What to do:
**a.** Answer these questions from the kernel patch text, one answer per line, labeled to match:
(i) How long is the added delay, and for which case is it added?
(ii) How many files does the patch touch, and how many insertions and deletions does it make?
(iii) Which function in fs/exec.c contains the changed call to move_page_tables?
**b.** Carry on the kernel patch text from its final line, keeping the same diff format.

Add a 2s delay for MAP_FIXED case to enlarge the race window so that we
can hit the race in user space.

Signed-off-by: Aaron Lu <aaron...@intel.com>
---
 fs/exec.c          |  2 +-
 include/linux/mm.h |  2 +-
 mm/mremap.c        | 19 ++++++++++++-------
 3 files changed, 14 insertions(+), 9 deletions(-)

diff --git a/fs/exec.c b/fs/exec.c
index 4e497b9ee71e..1e49ce9a23bd 100644
--- a/fs/exec.c
+++ b/fs/exec.c
@@ -619,7 +619,7 @@ static int shift_arg_pages(struct vm_area_struct *vma, 
unsigned long shift)
         * process cleanup to remove whatever mess we made.
         */
        if (length != move_page_tables(vma, old_start,
-                                      vma, new_start, length, false))
+                                      vma, new_start, length, false, false))

Information shown:
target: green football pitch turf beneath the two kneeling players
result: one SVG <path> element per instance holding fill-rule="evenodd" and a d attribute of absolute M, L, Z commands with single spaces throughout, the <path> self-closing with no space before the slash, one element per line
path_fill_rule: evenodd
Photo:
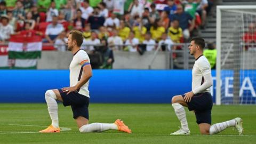
<path fill-rule="evenodd" d="M 193 112 L 186 109 L 190 135 L 172 136 L 180 125 L 168 104 L 91 103 L 90 123 L 122 119 L 132 133 L 80 133 L 70 107 L 59 104 L 61 133 L 38 133 L 50 124 L 46 103 L 0 103 L 0 143 L 256 143 L 256 105 L 213 106 L 212 123 L 243 118 L 244 135 L 228 128 L 200 135 Z M 71 129 L 71 130 L 70 130 Z"/>

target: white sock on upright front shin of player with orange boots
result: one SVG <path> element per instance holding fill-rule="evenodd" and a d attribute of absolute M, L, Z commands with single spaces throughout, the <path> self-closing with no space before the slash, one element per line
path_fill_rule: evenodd
<path fill-rule="evenodd" d="M 47 90 L 45 92 L 45 101 L 48 106 L 48 112 L 52 119 L 52 126 L 55 128 L 59 127 L 59 118 L 58 118 L 58 105 L 56 101 L 56 95 L 52 90 Z"/>

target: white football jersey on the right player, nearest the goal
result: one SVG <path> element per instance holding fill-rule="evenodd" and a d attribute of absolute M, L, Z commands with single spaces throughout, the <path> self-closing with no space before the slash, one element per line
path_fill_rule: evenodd
<path fill-rule="evenodd" d="M 211 74 L 211 66 L 204 55 L 201 55 L 196 59 L 192 69 L 192 90 L 197 89 L 197 87 L 201 86 L 205 82 L 204 75 L 206 74 Z M 203 92 L 210 92 L 210 87 L 201 91 L 201 93 Z"/>

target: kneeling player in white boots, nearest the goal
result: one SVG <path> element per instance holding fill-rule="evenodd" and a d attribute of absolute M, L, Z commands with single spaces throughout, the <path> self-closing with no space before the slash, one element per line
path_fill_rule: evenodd
<path fill-rule="evenodd" d="M 202 38 L 193 38 L 190 41 L 190 54 L 194 55 L 196 59 L 192 69 L 192 91 L 172 98 L 172 106 L 180 120 L 181 127 L 171 135 L 190 134 L 183 106 L 195 111 L 196 122 L 201 134 L 215 134 L 233 126 L 236 127 L 239 135 L 242 135 L 243 120 L 240 117 L 211 125 L 212 95 L 209 88 L 212 86 L 212 75 L 210 63 L 203 55 L 204 46 L 205 42 Z"/>

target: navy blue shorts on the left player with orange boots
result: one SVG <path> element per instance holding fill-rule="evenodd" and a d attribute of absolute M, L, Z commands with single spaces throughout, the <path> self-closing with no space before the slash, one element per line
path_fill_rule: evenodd
<path fill-rule="evenodd" d="M 79 94 L 78 92 L 70 92 L 67 95 L 67 92 L 63 92 L 61 89 L 58 89 L 63 99 L 63 105 L 71 106 L 73 111 L 73 118 L 76 119 L 78 116 L 85 117 L 89 119 L 89 101 L 90 98 Z"/>

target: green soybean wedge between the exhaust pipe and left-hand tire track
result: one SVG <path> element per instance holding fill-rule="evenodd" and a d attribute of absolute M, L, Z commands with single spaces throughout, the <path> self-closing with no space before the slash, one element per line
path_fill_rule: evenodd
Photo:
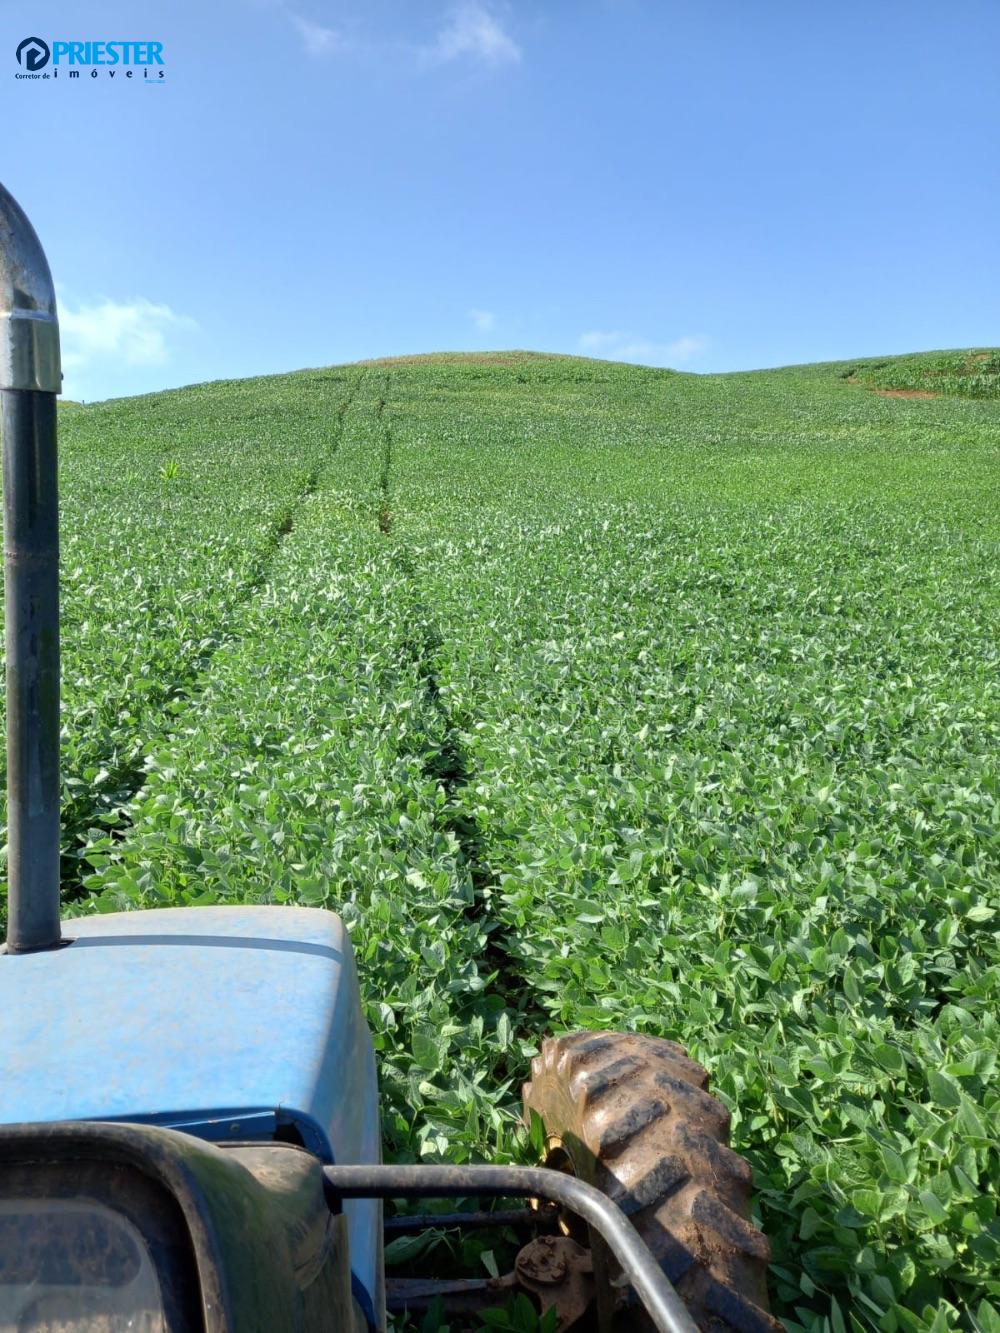
<path fill-rule="evenodd" d="M 272 381 L 253 407 L 244 387 L 221 384 L 136 400 L 124 419 L 115 405 L 60 413 L 71 440 L 60 468 L 69 894 L 88 829 L 120 824 L 155 737 L 265 577 L 336 444 L 352 377 L 317 383 L 292 441 L 287 385 Z"/>

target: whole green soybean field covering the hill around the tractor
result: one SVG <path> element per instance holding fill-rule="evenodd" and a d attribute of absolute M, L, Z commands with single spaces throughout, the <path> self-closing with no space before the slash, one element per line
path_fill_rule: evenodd
<path fill-rule="evenodd" d="M 395 1160 L 533 1160 L 545 1034 L 679 1041 L 788 1329 L 997 1333 L 997 367 L 65 404 L 68 912 L 340 912 Z"/>

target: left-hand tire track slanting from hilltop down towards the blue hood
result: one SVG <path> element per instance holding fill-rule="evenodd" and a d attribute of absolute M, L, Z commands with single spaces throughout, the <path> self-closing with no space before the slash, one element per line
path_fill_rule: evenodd
<path fill-rule="evenodd" d="M 333 427 L 327 451 L 313 463 L 303 480 L 299 493 L 275 517 L 271 531 L 261 544 L 257 560 L 252 564 L 248 576 L 237 585 L 235 595 L 227 608 L 225 617 L 220 628 L 203 640 L 200 651 L 177 661 L 176 670 L 169 682 L 157 682 L 145 697 L 145 709 L 151 714 L 164 714 L 179 702 L 191 702 L 199 694 L 197 684 L 212 664 L 212 659 L 232 639 L 233 623 L 240 612 L 253 600 L 268 579 L 273 568 L 283 543 L 295 528 L 295 521 L 309 497 L 316 493 L 320 479 L 329 468 L 340 449 L 344 437 L 344 421 L 351 404 L 357 397 L 364 380 L 369 372 L 359 375 L 348 387 L 347 393 L 340 400 L 333 413 Z M 172 722 L 164 718 L 163 729 L 156 733 L 156 740 L 163 741 L 171 736 Z M 145 749 L 147 746 L 144 746 Z M 116 793 L 113 805 L 108 806 L 93 798 L 92 790 L 68 808 L 63 809 L 63 854 L 60 857 L 60 890 L 64 898 L 76 900 L 85 897 L 87 890 L 83 880 L 89 874 L 89 869 L 83 858 L 87 848 L 87 833 L 95 825 L 100 825 L 105 837 L 121 840 L 127 836 L 132 824 L 125 813 L 128 804 L 139 794 L 145 785 L 145 756 L 133 754 L 124 762 L 119 760 L 119 748 L 99 753 L 95 764 L 107 770 L 105 785 Z"/>

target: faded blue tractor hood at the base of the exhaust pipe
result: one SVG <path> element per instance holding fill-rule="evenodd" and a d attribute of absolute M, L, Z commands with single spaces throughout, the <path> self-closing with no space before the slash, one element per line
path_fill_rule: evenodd
<path fill-rule="evenodd" d="M 380 1160 L 375 1057 L 340 917 L 171 908 L 63 933 L 63 948 L 0 957 L 0 1124 L 124 1120 Z M 375 1317 L 380 1210 L 357 1200 L 344 1212 Z"/>

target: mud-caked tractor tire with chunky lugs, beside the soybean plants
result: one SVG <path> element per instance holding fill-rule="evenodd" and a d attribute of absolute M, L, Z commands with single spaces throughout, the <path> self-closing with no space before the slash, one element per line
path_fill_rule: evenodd
<path fill-rule="evenodd" d="M 768 1313 L 771 1248 L 751 1222 L 751 1168 L 727 1146 L 729 1112 L 707 1086 L 707 1070 L 672 1041 L 579 1032 L 543 1042 L 523 1096 L 525 1114 L 541 1118 L 547 1164 L 624 1209 L 700 1329 L 780 1333 Z M 636 1306 L 619 1325 L 651 1326 Z"/>

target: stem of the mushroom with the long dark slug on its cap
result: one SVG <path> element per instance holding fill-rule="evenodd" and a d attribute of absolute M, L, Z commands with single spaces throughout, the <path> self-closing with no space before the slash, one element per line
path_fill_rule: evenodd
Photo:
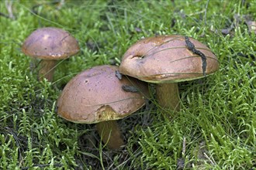
<path fill-rule="evenodd" d="M 160 104 L 161 107 L 174 111 L 180 109 L 178 83 L 158 83 L 156 89 L 158 104 Z"/>

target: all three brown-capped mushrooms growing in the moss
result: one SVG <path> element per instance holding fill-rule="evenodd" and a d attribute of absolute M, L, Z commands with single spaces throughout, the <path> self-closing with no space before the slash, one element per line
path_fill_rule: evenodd
<path fill-rule="evenodd" d="M 78 53 L 76 39 L 62 29 L 34 31 L 22 52 L 43 59 L 40 80 L 53 80 L 56 59 Z M 216 72 L 219 62 L 211 50 L 187 36 L 154 36 L 130 46 L 120 66 L 94 66 L 74 76 L 57 100 L 57 114 L 67 121 L 96 124 L 109 148 L 124 145 L 116 120 L 139 110 L 149 97 L 147 83 L 156 83 L 158 103 L 165 110 L 180 110 L 178 82 Z M 146 83 L 147 82 L 147 83 Z"/>

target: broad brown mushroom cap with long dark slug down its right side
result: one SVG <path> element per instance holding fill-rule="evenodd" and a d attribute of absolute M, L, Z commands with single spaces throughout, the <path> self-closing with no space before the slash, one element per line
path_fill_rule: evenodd
<path fill-rule="evenodd" d="M 206 56 L 206 75 L 216 72 L 219 62 L 211 50 L 190 38 L 195 49 Z M 184 36 L 140 39 L 126 51 L 120 73 L 152 83 L 171 83 L 201 78 L 202 58 L 190 51 Z"/>

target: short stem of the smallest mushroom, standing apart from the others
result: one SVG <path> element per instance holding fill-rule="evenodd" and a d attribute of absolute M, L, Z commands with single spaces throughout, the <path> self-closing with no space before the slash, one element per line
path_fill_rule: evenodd
<path fill-rule="evenodd" d="M 48 81 L 52 81 L 54 78 L 54 68 L 57 61 L 55 59 L 42 59 L 40 63 L 39 77 L 40 81 L 46 78 Z"/>

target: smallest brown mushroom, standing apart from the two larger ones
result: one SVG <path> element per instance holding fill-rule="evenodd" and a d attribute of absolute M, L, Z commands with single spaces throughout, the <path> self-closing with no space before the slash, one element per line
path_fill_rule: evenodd
<path fill-rule="evenodd" d="M 22 45 L 22 52 L 27 56 L 42 59 L 39 80 L 52 81 L 57 59 L 67 59 L 78 51 L 77 40 L 69 32 L 54 27 L 36 29 Z"/>

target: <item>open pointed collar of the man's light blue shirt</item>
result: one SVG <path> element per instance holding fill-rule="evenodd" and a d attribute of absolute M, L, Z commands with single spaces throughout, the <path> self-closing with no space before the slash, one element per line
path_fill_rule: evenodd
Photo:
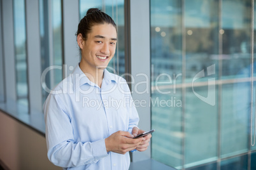
<path fill-rule="evenodd" d="M 74 88 L 80 88 L 83 84 L 89 84 L 90 86 L 96 86 L 93 82 L 89 80 L 89 78 L 83 73 L 83 71 L 80 69 L 79 64 L 76 65 L 74 71 L 73 71 L 73 83 L 75 83 Z M 112 74 L 108 72 L 108 70 L 104 69 L 104 77 L 103 81 L 106 82 L 106 84 L 110 84 L 111 81 L 117 82 L 118 81 L 118 75 Z M 75 90 L 74 89 L 74 90 Z"/>

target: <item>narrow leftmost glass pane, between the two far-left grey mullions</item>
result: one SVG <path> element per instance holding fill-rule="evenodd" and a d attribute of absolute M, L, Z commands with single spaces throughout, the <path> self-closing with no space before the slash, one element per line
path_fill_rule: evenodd
<path fill-rule="evenodd" d="M 15 43 L 15 69 L 17 82 L 17 100 L 22 105 L 28 106 L 27 87 L 27 53 L 26 53 L 26 28 L 25 28 L 25 2 L 13 1 L 14 43 Z"/>

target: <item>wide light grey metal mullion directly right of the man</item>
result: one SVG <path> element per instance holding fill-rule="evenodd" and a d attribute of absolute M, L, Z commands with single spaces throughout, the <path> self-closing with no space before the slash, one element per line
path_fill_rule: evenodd
<path fill-rule="evenodd" d="M 150 85 L 136 84 L 145 79 L 141 79 L 138 74 L 144 74 L 147 77 L 147 83 L 150 84 L 150 0 L 148 1 L 130 1 L 130 29 L 131 29 L 131 75 L 134 77 L 134 84 L 132 84 L 132 98 L 133 100 L 145 100 L 148 105 L 146 107 L 137 107 L 140 121 L 139 128 L 149 130 L 151 128 L 150 119 Z M 143 61 L 143 64 L 141 64 Z M 138 91 L 136 91 L 136 89 Z M 148 90 L 148 93 L 139 94 L 142 89 Z M 143 152 L 134 152 L 132 159 L 136 162 L 139 160 L 150 159 L 151 148 Z"/>

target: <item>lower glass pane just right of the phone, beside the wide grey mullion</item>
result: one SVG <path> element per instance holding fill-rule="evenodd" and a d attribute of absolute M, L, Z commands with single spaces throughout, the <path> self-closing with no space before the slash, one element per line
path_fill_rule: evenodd
<path fill-rule="evenodd" d="M 160 87 L 159 87 L 160 88 Z M 181 166 L 181 91 L 155 89 L 152 93 L 152 158 L 169 166 Z M 171 91 L 162 95 L 160 91 Z"/>

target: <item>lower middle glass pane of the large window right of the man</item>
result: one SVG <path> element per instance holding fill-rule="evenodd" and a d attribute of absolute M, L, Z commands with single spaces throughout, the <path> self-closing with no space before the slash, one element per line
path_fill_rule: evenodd
<path fill-rule="evenodd" d="M 188 167 L 217 160 L 218 105 L 197 98 L 210 95 L 208 86 L 187 88 L 185 110 L 185 163 Z M 215 95 L 215 94 L 213 94 Z M 217 96 L 211 96 L 216 98 Z"/>

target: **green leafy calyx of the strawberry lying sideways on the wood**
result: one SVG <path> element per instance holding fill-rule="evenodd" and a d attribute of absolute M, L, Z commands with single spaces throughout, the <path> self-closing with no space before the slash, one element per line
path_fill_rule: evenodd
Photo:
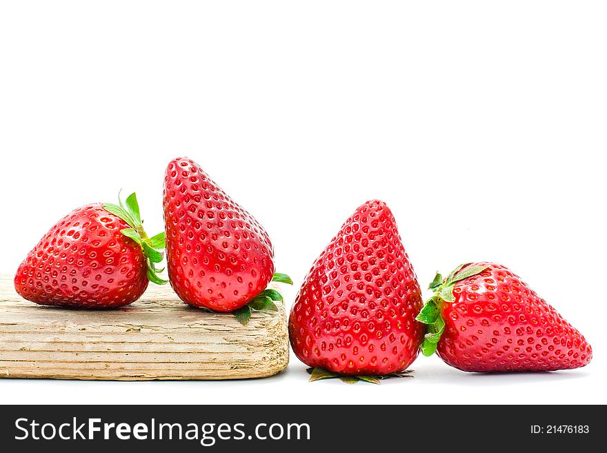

Results of the exercise:
**a.**
(i) Two seconds, for the MAP_FIXED case.
(ii) Three files, with 14 insertions and 9 deletions.
(iii) shift_arg_pages.

**b.**
                return -ENOMEM;
 
        lru_add_drain();
diff --git a/include/linux/mm.h b/include/linux/mm.h
index a92c8d73aeaf..5e35fe3d914a 100644
--- a/include/linux/mm.h
+++ b/include/linux/mm.h
@@ -1392,7 +1392,7 @@ int vma_is_stack_for_current(struct vm_area_struct *vma);
 extern unsigned long move_page_tables(struct vm_area_struct *vma,
                unsigned long old_addr, struct vm_area_struct *new_vma,
                unsigned long new_addr, unsigned long len,
-               bool need_rmap_locks);
+               bool need_rmap_locks, bool delay);
 extern unsigned long change_protection(struct vm_area_struct *vma, unsigned 
long start,
                              unsigned long end, pgprot_t newprot,
                              int dirty_accountable, int prot_numa);
diff --git a/mm/mremap.c b/mm/mremap.c
index da22ad2a5678..8e35279ca622 100644
--- a/mm/mremap.c
+++ b/mm/mremap.c
@@ -22,6 +22,7 @@
 #include <linux/mmu_notifier.h>
 #include <linux/uaccess.h>
 #include <linux/mm-arch-hooks.h>
+#include <linux/delay.h>
 
 #include <asm/cacheflush.h>
 #include <asm/tlbflush.h>
@@ -166,7 +167,7 @@ static void move_ptes(struct vm_area_struct *vma, pmd_t 
*old_pmd,
 unsigned long move_page_tables(struct vm_area_struct *vma,
                unsigned long old_addr, struct vm_area_struct *new_vma,
                unsigned long new_addr, unsigned long len,
-               bool need_rmap_locks)
+               bool need_rmap_locks, bool delay)
 {
        unsigned long extent, next, old_end;
        pmd_t *old_pmd, *new_pmd;
@@ -224,8 +225,11 @@ unsigned long move_page_tables(struct vm_area_struct *vma,
                          new_vma, new_pmd, new_addr, need_rmap_locks);
                need_flush = true;
        }
-       if (likely(need_flush))
+       if (likely(need_flush)) {
+               if (delay)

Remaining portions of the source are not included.